** BRIEF 1 **
Please reproduce the records below, swapping "hopper" for "bin" wherever it appears and keeping everything else the same. Omit the pictures from your answer.

** EXCERPTED TEXT **
## Begin

As a grief counselor I would have to say that I talk with clients about this topic so often. It is so common for people to wrestle with the idea of what to do with their loved one’s possessions. Just thinking about even opening a drawer or closet and looking at a loved one’s clothing or having to sort through a stuffed animal collection or decide whether or not to keep a favorite, special piece of furniture is overwhelmingly sad. And even more difficult for some people is having to handle personal care items such as a comb or hairbrush, perfume or cologne or a toothbrush. In the midst of grief it is excruciating having to make decisions about what to keep, sell, donate or give away and this can evoke so much stress and anguish. Some people feel as if they are on a timeline either due to expectations and pressure from others or they truly have timelines that need to be met due to legal situations (handling an estate or preparing a house to sell for example). In the case of offers from family and friends to help sort or clean out a loved one’s things, I would advise that if you are really ready to do this then it may be comforting to have someone you trust help and share this experience. On the other hand, be aware of those who may try to pressure you or make you feel as if this is something that HAS to be done. You will know when the time is right….when you are able to look at your loved one’s possessions and think of a special memory or imagine their things bringing joy or purpose to someone else, that may be a sign for you that it’s time. One idea to get started is to just do a little at a time, start with a drawer or closet and gradually add to the task as time goes on. And if this takes you a few weeks, months or years, it’s okay!

## End

Point-based annotation data:
## Begin

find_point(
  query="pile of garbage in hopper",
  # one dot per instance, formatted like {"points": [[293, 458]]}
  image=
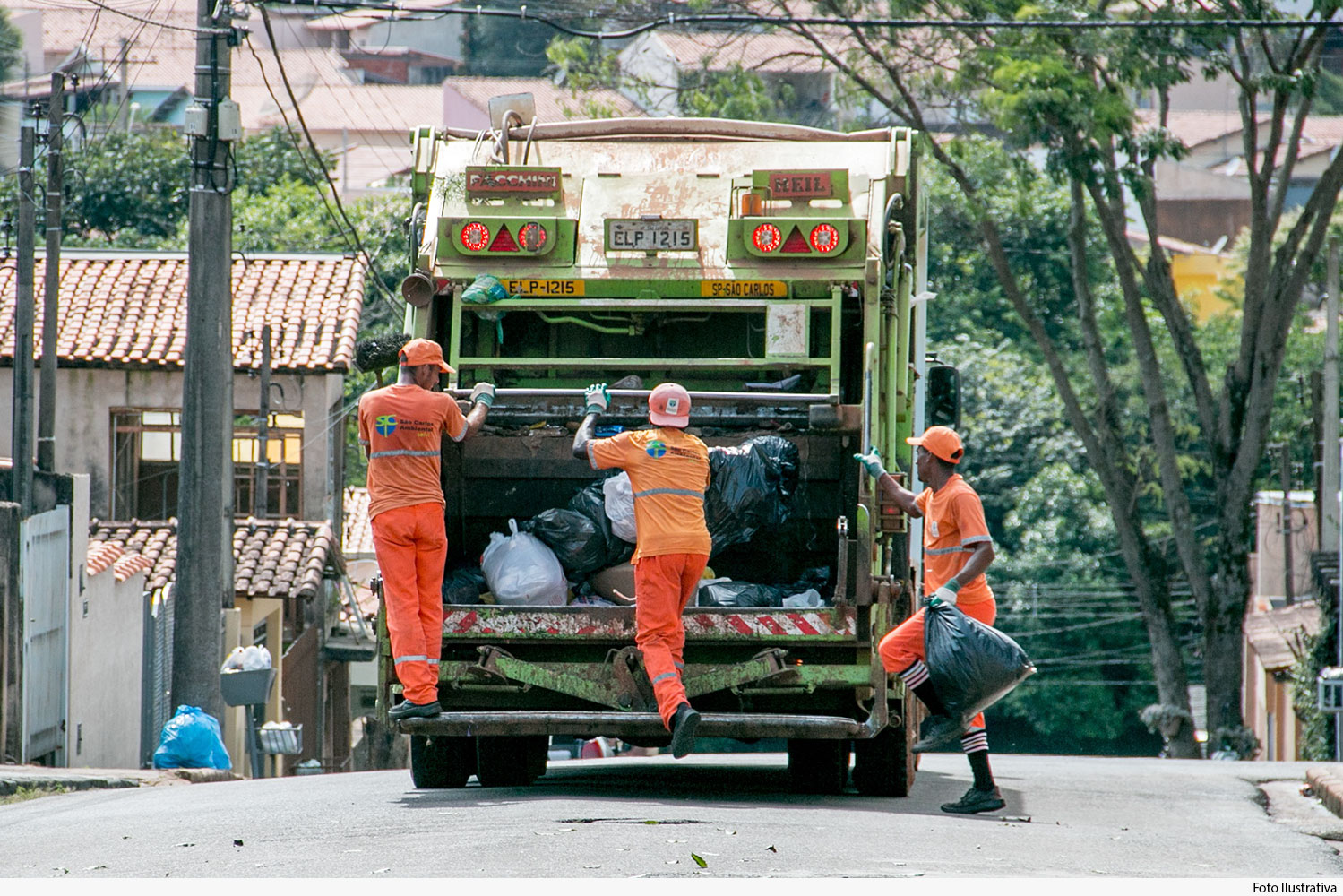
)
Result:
{"points": [[581, 552]]}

## End

** BRIEF 2 **
In the text on handling a loved one's possessions, what idea does the grief counselor suggest for getting started?

** FINAL RESULT 1 **
find_point(
  query="pile of garbage in bin",
  # one dot per instance, formatted like {"points": [[293, 458]]}
  image=
)
Result:
{"points": [[581, 552]]}

** FINAL RESULT 2 **
Do a little at a time: start with a drawer or closet and gradually add to the task as time goes on.